• **Listed entries**
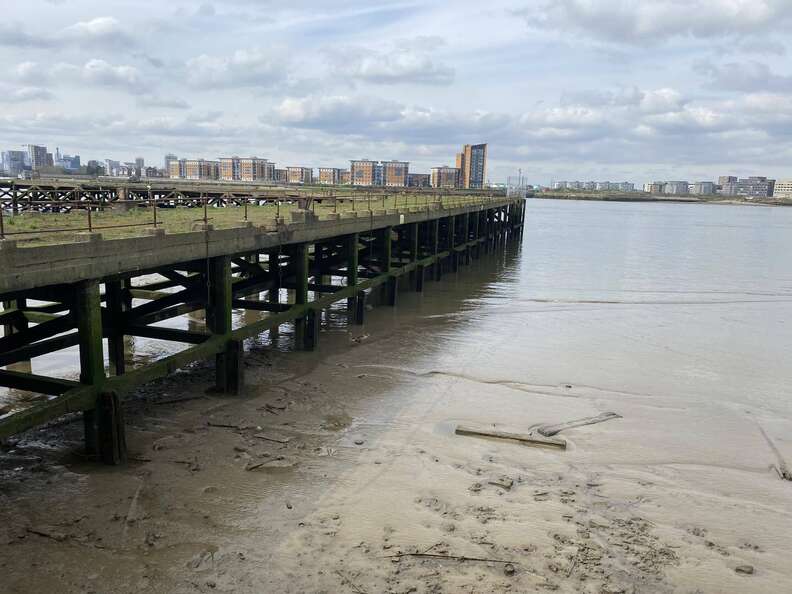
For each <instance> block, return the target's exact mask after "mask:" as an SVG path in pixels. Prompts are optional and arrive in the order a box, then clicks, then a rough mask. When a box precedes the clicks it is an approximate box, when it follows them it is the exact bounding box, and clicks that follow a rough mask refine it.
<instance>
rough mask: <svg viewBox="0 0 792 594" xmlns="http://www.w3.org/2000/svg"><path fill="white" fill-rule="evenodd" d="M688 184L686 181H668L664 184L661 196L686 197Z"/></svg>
mask: <svg viewBox="0 0 792 594" xmlns="http://www.w3.org/2000/svg"><path fill="white" fill-rule="evenodd" d="M688 189H689V184H688V183H687V182H686V181H670V182H665V184H664V187H663V194H669V195H671V196H687V194H688Z"/></svg>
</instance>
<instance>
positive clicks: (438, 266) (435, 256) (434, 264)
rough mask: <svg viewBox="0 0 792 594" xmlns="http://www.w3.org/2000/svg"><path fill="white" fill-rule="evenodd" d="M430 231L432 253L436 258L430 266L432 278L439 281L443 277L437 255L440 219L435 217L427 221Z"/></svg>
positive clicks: (439, 241) (436, 280) (441, 270)
mask: <svg viewBox="0 0 792 594" xmlns="http://www.w3.org/2000/svg"><path fill="white" fill-rule="evenodd" d="M429 225H430V230H431V231H430V233H431V250H432V255H433V256H434V257H435V258H436V259H435V263H434V264H433V266H432V268H433V269H434V279H435V280H436V281H439V280H440V279H441V278H442V277H443V262H442V261H441V260H440V258H438V257H437V254H438V253H439V252H440V219H435V220H434V221H431V222H430V223H429Z"/></svg>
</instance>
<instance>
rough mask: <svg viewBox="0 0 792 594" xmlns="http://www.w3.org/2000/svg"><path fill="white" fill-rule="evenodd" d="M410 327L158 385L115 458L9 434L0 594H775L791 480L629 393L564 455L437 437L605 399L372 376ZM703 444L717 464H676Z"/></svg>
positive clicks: (587, 408) (461, 366)
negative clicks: (117, 462) (218, 374)
mask: <svg viewBox="0 0 792 594" xmlns="http://www.w3.org/2000/svg"><path fill="white" fill-rule="evenodd" d="M420 332H421V330H420V328H418V327H408V328H406V329H404V330H403V331H400V332H393V333H382V334H372V335H371V336H370V338H368V339H367V340H365V341H363V344H361V345H360V346H354V343H351V342H350V341H349V338H348V336H347V335H346V334H343V333H339V334H337V335H334V336H328V337H327V338H328V340H326V341H325V346H324V347H323V350H322V352H321V353H319V354H308V353H294V354H282V353H271V352H267V351H256V352H254V353H252V354H251V355H250V356H249V357H248V359H247V362H248V365H249V366H248V383H249V387H248V389H247V393H246V395H245V396H244V397H239V398H226V397H218V396H211V395H206V394H205V391H206V388H207V386H208V385H209V379H210V376H211V374H210V370H207V369H204V370H201V369H196V370H192V371H189V372H185V373H180V374H178V375H177V376H174V377H173V378H171V379H169V380H167V381H164V382H162V383H160V384H157V385H156V386H153V387H150V388H148V389H147V390H146V392H145V393H142V394H140V395H139V398H138V400H137V401H136V402H134V403H131V404H130V405H129V407H128V411H127V414H128V423H129V441H130V449H131V452H132V455H133V458H134V461H133V462H131V463H130V465H129V466H128V467H127V468H122V469H116V468H105V467H100V466H97V465H95V464H94V463H91V462H86V461H81V460H80V459H79V457H77V456H76V455H75V454H74V453H71V454H69V453H66V454H64V451H65V450H68V448H67V447H66V446H67V445H68V444H69V442H70V441H72V442H73V443H74V444H76V443H78V442H79V423H75V424H72V425H68V424H67V425H63V426H61V427H60V428H57V429H56V430H54V431H55V432H56V433H57V432H60V434H61V436H60V438H58V439H53V430H50V431H49V432H48V433H45V434H44V435H46V436H47V437H48V438H49V440H50V441H48V442H45V441H41V440H38V439H37V438H36V436H35V435H34V436H31V437H29V438H28V439H26V440H23V441H22V442H20V443H19V444H17V447H16V448H14V449H12V451H11V452H6V453H5V455H4V456H3V458H2V463H3V476H2V482H1V483H0V489H1V491H0V492H1V493H2V511H1V512H0V516H1V517H2V523H1V524H0V526H1V528H0V546H2V555H0V570H2V573H3V576H4V578H3V582H4V591H7V592H34V591H39V592H44V591H55V590H58V591H62V592H196V591H197V592H210V591H227V592H328V593H329V592H356V593H360V592H369V593H373V592H531V591H537V590H551V591H559V592H783V591H790V590H792V571H791V570H790V568H789V564H788V561H787V557H788V551H789V550H790V548H792V531H790V525H791V524H790V515H791V514H792V510H791V509H790V506H789V493H790V487H791V485H790V484H789V483H784V482H782V481H780V480H778V479H777V477H775V476H773V475H772V474H771V473H770V472H769V470H768V469H767V463H768V461H769V460H770V458H768V456H767V452H766V451H761V448H753V449H754V451H755V454H754V457H755V459H753V460H751V461H750V462H748V463H746V462H745V461H742V462H737V460H739V459H743V460H744V457H745V452H744V451H742V452H741V453H740V454H737V453H736V452H737V451H738V450H742V449H743V448H744V447H745V445H746V444H745V442H742V443H741V441H742V440H743V439H744V438H745V436H742V435H740V434H737V435H736V439H735V433H733V431H732V429H733V427H730V426H728V424H721V426H719V423H717V422H716V423H713V422H712V420H713V419H711V418H710V419H707V423H706V425H705V424H704V423H702V422H701V421H702V419H697V418H691V417H687V418H684V419H683V420H682V423H683V424H684V426H681V425H680V417H679V415H678V414H676V411H675V409H674V407H672V406H669V405H668V403H667V402H664V403H659V404H656V405H652V406H650V407H647V406H646V403H645V402H642V399H641V398H640V397H639V396H635V397H634V398H628V399H624V398H621V403H620V406H619V408H620V410H619V412H620V414H622V415H623V416H624V418H622V419H616V420H612V421H608V422H607V423H602V424H597V425H591V426H586V427H580V428H576V429H570V430H567V431H564V432H562V433H561V434H559V437H561V436H563V437H564V438H565V439H567V440H568V449H567V451H555V450H544V449H537V448H532V447H526V446H523V445H520V444H516V443H512V442H503V441H494V440H486V439H477V438H474V437H467V436H458V435H454V433H453V430H454V427H455V426H456V424H457V423H466V424H471V423H477V424H482V423H483V422H485V421H486V424H493V423H494V424H497V426H498V427H500V428H504V429H515V430H520V429H525V427H527V426H530V425H531V424H534V423H536V422H537V421H546V420H550V419H555V420H569V419H573V418H578V417H581V416H587V415H590V414H597V413H599V412H602V408H603V406H606V405H609V404H612V403H611V402H608V400H609V399H611V398H612V397H613V395H608V394H604V393H598V392H597V391H596V390H594V389H590V388H585V387H576V386H574V385H571V386H570V385H561V386H531V385H525V384H521V383H510V382H501V381H498V382H493V381H491V380H487V379H482V378H476V377H466V376H465V374H464V373H462V372H457V371H453V370H445V371H444V370H442V369H428V368H425V369H420V368H418V369H410V368H406V367H398V366H394V365H389V364H386V363H383V358H386V359H389V360H402V361H403V360H405V358H409V357H408V356H407V355H406V353H405V352H401V351H403V350H404V349H407V348H412V347H414V345H415V333H420ZM328 342H329V343H331V344H330V345H329V346H327V343H328ZM383 353H388V354H389V355H388V356H387V357H383ZM459 364H460V366H461V368H462V369H464V362H463V361H462V362H459ZM184 398H195V399H192V400H185V401H181V402H173V401H176V400H181V399H184ZM482 401H483V402H484V406H482ZM715 420H716V421H717V419H715ZM669 426H673V427H674V435H675V437H674V438H673V439H672V440H669V433H668V432H667V431H666V428H668V427H669ZM702 431H707V432H711V434H710V435H706V436H704V437H705V438H706V439H705V441H707V442H709V443H710V444H711V447H713V448H715V447H717V448H725V449H726V455H727V456H728V455H729V451H730V450H734V451H735V463H734V464H733V465H728V464H725V465H723V466H720V467H717V466H712V465H701V466H697V465H696V464H691V463H689V462H688V461H686V454H685V452H687V451H688V447H690V446H691V445H693V443H694V440H693V438H692V437H690V438H689V437H688V436H689V435H692V434H691V432H696V437H695V443H696V444H700V443H701V438H702V436H701V432H702ZM661 443H662V444H664V445H663V447H662V448H661V447H660V444H661ZM59 444H60V445H59ZM746 476H747V477H749V478H750V480H748V481H747V480H746ZM446 556H449V557H468V558H471V559H466V560H459V559H451V558H445V557H446ZM749 567H750V569H748V568H749ZM738 568H740V570H739V571H738V570H737V569H738ZM750 571H753V573H752V574H750V573H741V572H750Z"/></svg>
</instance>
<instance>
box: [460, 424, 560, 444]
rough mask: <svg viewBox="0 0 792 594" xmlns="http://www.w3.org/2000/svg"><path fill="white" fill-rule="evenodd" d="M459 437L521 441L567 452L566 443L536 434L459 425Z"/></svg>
mask: <svg viewBox="0 0 792 594" xmlns="http://www.w3.org/2000/svg"><path fill="white" fill-rule="evenodd" d="M456 434H457V435H472V436H474V437H491V438H493V439H508V440H511V441H519V442H520V443H524V444H526V445H530V446H536V447H544V448H554V449H560V450H565V449H566V441H564V440H563V439H558V438H555V437H545V436H543V435H536V434H534V433H532V432H531V433H507V432H505V431H498V430H496V429H477V428H475V427H468V426H465V425H458V426H457V428H456Z"/></svg>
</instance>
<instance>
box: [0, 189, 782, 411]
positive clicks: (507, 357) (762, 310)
mask: <svg viewBox="0 0 792 594" xmlns="http://www.w3.org/2000/svg"><path fill="white" fill-rule="evenodd" d="M526 223H527V228H526V231H525V235H524V241H523V244H522V245H521V246H516V245H512V246H510V247H509V248H508V249H507V253H504V254H502V255H499V256H490V257H489V258H486V259H482V260H480V261H478V262H474V263H473V265H472V266H471V267H463V268H462V269H461V272H460V273H459V274H458V275H450V274H448V275H445V276H444V279H443V281H442V282H441V283H440V284H437V283H427V285H426V292H425V293H424V294H423V296H421V298H420V299H418V298H417V297H414V296H413V295H410V294H408V293H404V295H405V297H404V298H400V304H401V305H404V307H399V308H398V316H397V321H398V323H399V325H400V326H401V327H407V326H410V324H412V323H415V324H417V326H418V327H419V328H420V330H421V331H428V330H432V331H433V332H435V331H436V332H439V334H437V335H435V336H432V337H431V340H432V342H436V341H441V340H443V338H444V336H445V335H446V334H444V333H448V332H450V330H449V329H450V328H453V329H454V336H453V339H452V340H449V342H448V343H447V344H445V345H444V349H443V350H442V351H441V352H439V354H437V353H434V354H433V356H434V357H436V362H435V363H436V365H434V367H436V368H441V367H443V366H444V365H445V368H447V369H449V370H454V367H455V363H454V361H455V360H463V359H460V357H463V356H464V360H466V361H467V365H468V368H467V369H465V370H464V372H465V373H467V374H469V375H473V376H476V377H483V378H485V379H486V378H490V379H494V380H498V381H500V380H506V381H511V382H516V383H523V384H526V385H532V386H535V385H559V384H563V383H567V382H569V383H577V384H585V385H588V386H596V387H600V388H603V389H608V390H613V391H616V392H619V391H622V392H627V393H636V394H654V393H658V391H661V392H664V393H673V394H675V395H677V396H679V397H680V398H707V397H712V395H713V394H718V397H719V398H724V399H725V400H729V401H735V402H744V401H746V400H750V401H753V402H757V403H762V404H764V405H767V406H769V405H770V404H769V402H767V400H768V399H772V400H773V406H774V407H775V406H779V407H785V408H788V407H789V404H788V403H785V402H784V401H783V399H782V398H780V395H781V394H783V393H784V389H785V386H787V385H788V382H789V379H790V378H789V377H788V375H789V372H788V371H785V370H787V369H788V366H787V365H786V361H785V356H784V353H785V350H786V348H787V346H788V345H789V344H790V341H792V330H791V329H790V327H789V325H788V324H787V323H786V320H788V319H789V318H790V314H792V261H791V260H790V259H789V258H788V257H786V254H789V253H792V233H790V230H791V229H792V209H780V208H758V207H750V206H706V205H687V204H617V203H614V204H606V203H596V202H554V201H535V202H532V203H530V207H529V211H528V217H527V221H526ZM325 280H327V279H325ZM292 293H293V292H291V291H287V290H285V289H284V290H281V291H280V293H279V300H280V302H287V301H293V294H292ZM251 298H253V299H267V295H266V293H262V294H259V295H257V296H252V297H251ZM267 315H268V314H267V313H266V312H256V311H235V312H234V326H235V327H239V326H242V325H245V324H250V323H252V322H255V321H257V320H259V319H262V318H263V317H265V316H267ZM449 324H450V325H449ZM161 325H163V326H167V327H173V328H181V329H188V330H192V331H205V315H204V312H203V311H197V312H193V313H191V314H189V315H187V316H183V317H181V318H177V319H173V320H168V321H165V322H162V323H161ZM367 325H368V326H371V324H367ZM377 325H378V324H374V325H373V326H371V328H368V329H367V331H377ZM381 329H383V330H384V331H386V332H387V327H386V326H382V328H381ZM279 330H280V331H279V332H270V333H264V334H262V335H260V336H258V337H256V338H255V339H251V340H249V341H247V346H248V348H250V347H254V346H255V347H257V348H271V349H276V350H280V351H285V350H289V349H291V347H292V340H293V325H292V324H284V325H282V326H281V327H280V329H279ZM322 330H323V332H325V333H330V334H332V333H336V332H347V330H348V326H347V311H346V305H345V303H343V302H341V303H338V304H336V305H335V306H333V307H332V308H331V309H329V310H328V311H326V312H324V313H323V315H322ZM417 340H418V341H419V342H417V343H416V345H415V349H416V351H417V352H420V351H421V350H422V349H423V345H422V343H421V342H420V341H422V340H427V339H426V338H424V337H421V338H420V339H417ZM475 345H487V346H486V348H483V349H481V352H478V351H479V347H478V346H475ZM474 346H475V348H476V351H477V353H478V354H477V356H476V357H474V358H472V359H471V358H470V357H468V353H469V351H470V349H471V348H474ZM181 348H184V346H183V345H179V344H178V343H172V342H165V341H160V340H151V339H140V338H128V339H127V349H128V350H127V358H128V361H129V364H130V366H131V367H135V366H140V365H145V364H146V363H148V362H151V361H153V360H156V359H158V358H161V357H163V356H166V355H168V354H171V353H173V352H176V351H177V350H179V349H181ZM76 361H77V349H76V348H72V349H67V350H65V351H62V352H61V353H58V354H53V355H49V356H45V357H40V358H38V359H36V360H35V361H34V363H33V366H32V370H33V371H34V372H35V373H41V374H44V375H48V374H49V375H56V376H60V377H67V378H75V377H76V376H77V369H76V365H75V363H76ZM19 396H20V395H19V394H18V393H11V392H9V391H5V392H0V402H6V403H7V402H9V401H13V400H14V399H16V398H19Z"/></svg>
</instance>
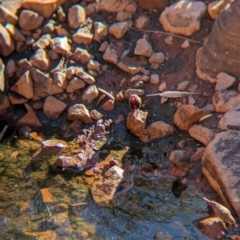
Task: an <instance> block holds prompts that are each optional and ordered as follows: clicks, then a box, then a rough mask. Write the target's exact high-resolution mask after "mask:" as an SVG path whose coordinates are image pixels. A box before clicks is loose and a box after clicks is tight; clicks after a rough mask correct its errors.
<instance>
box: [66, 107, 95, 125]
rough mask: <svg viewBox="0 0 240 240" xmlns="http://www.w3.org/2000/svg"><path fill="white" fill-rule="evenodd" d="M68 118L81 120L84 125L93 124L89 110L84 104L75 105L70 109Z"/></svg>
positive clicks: (72, 119) (68, 114)
mask: <svg viewBox="0 0 240 240" xmlns="http://www.w3.org/2000/svg"><path fill="white" fill-rule="evenodd" d="M67 117H68V119H69V120H80V121H83V122H84V123H91V122H92V119H91V117H90V114H89V111H88V109H87V108H86V107H85V106H84V105H83V104H74V105H72V106H71V107H70V108H69V109H68V114H67Z"/></svg>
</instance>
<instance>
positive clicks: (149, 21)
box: [135, 15, 150, 30]
mask: <svg viewBox="0 0 240 240" xmlns="http://www.w3.org/2000/svg"><path fill="white" fill-rule="evenodd" d="M149 23H150V18H149V17H148V16H146V15H143V16H140V17H138V18H137V20H136V22H135V27H136V28H137V29H139V30H143V29H144V28H146V27H147V26H148V25H149Z"/></svg>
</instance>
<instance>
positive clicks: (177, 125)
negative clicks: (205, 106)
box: [174, 105, 210, 130]
mask: <svg viewBox="0 0 240 240" xmlns="http://www.w3.org/2000/svg"><path fill="white" fill-rule="evenodd" d="M209 113H210V111H208V110H203V109H200V108H198V107H195V106H193V105H182V106H181V107H179V108H178V110H177V111H176V113H175V114H174V123H175V124H176V125H177V126H178V127H179V128H180V129H181V130H188V129H189V127H190V126H191V125H192V124H193V123H195V122H197V121H198V120H199V119H200V118H201V117H203V116H205V115H207V114H209Z"/></svg>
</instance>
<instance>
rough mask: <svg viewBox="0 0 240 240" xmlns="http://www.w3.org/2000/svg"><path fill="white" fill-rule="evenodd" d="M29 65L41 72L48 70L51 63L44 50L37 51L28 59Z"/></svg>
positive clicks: (43, 49)
mask: <svg viewBox="0 0 240 240" xmlns="http://www.w3.org/2000/svg"><path fill="white" fill-rule="evenodd" d="M30 63H31V64H32V65H33V66H34V67H36V68H39V69H41V70H43V71H46V70H48V69H49V68H50V65H51V62H50V59H49V57H48V55H47V53H46V51H45V50H44V49H41V48H40V49H38V50H37V51H36V52H35V53H34V54H33V55H32V57H31V58H30Z"/></svg>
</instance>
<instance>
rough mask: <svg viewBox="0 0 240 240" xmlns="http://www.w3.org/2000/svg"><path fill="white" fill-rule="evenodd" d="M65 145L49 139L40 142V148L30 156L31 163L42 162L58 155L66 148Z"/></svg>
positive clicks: (65, 142) (61, 143) (55, 139)
mask: <svg viewBox="0 0 240 240" xmlns="http://www.w3.org/2000/svg"><path fill="white" fill-rule="evenodd" d="M67 146H68V145H67V143H66V142H65V141H63V140H59V139H51V140H46V141H43V142H41V148H40V149H38V150H37V151H36V152H35V153H34V154H33V156H32V161H38V160H42V159H43V158H45V157H47V156H50V155H53V154H57V153H60V152H61V151H63V150H65V149H66V148H67Z"/></svg>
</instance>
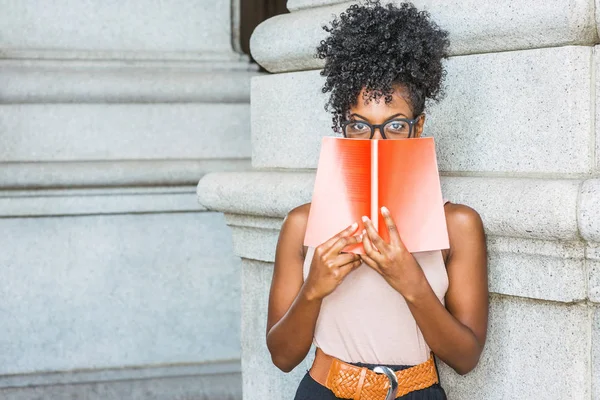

• **What you have to do**
Take the lines from the first line of the entries through the line with "positive clicks: (438, 266)", inclusive, and give them again exactly, minus any pictures.

• **Solved exercise**
For each <instance> block, return the target's exact mask after "mask:" as an SVG path in pixels. Prompts are optional and arrive in the order a box, then clicks, then a rough mask. When a box precedes the clicks it is an approximate box, when it follows them it is the exact bounding box, and clicks that follow a rough mask refine it.
<instance>
rough mask: <svg viewBox="0 0 792 594" xmlns="http://www.w3.org/2000/svg"><path fill="white" fill-rule="evenodd" d="M688 184L686 181H668L664 184L661 196L686 197Z"/></svg>
mask: <svg viewBox="0 0 792 594" xmlns="http://www.w3.org/2000/svg"><path fill="white" fill-rule="evenodd" d="M688 189H689V184H688V183H687V182H686V181H670V182H665V184H664V187H663V194H669V195H671V196H687V194H688Z"/></svg>
</instance>
<instance>
positive clicks: (438, 266) (435, 256) (434, 264)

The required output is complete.